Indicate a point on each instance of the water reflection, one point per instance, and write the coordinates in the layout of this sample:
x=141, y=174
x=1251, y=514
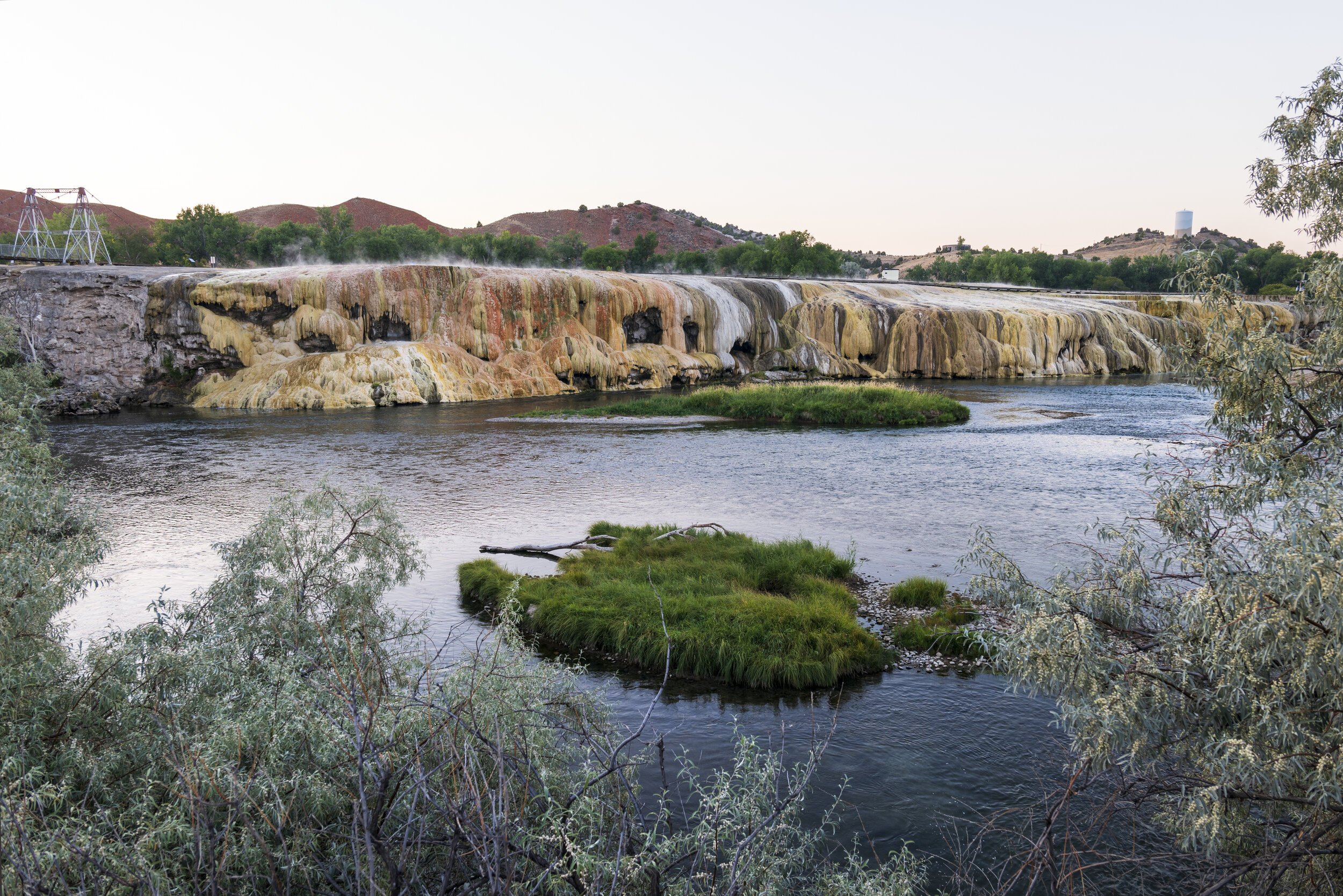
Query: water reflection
x=914, y=746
● ● ●
◆ Instructions for the task ◆
Return the whole listing exactly, minus its pictures.

◆ Result of this exercise ◆
Indicate a point on each instance of the water reflection, one point per instance, and write the coordinates in the layout of this sample:
x=141, y=174
x=1251, y=514
Query: water reflection
x=914, y=746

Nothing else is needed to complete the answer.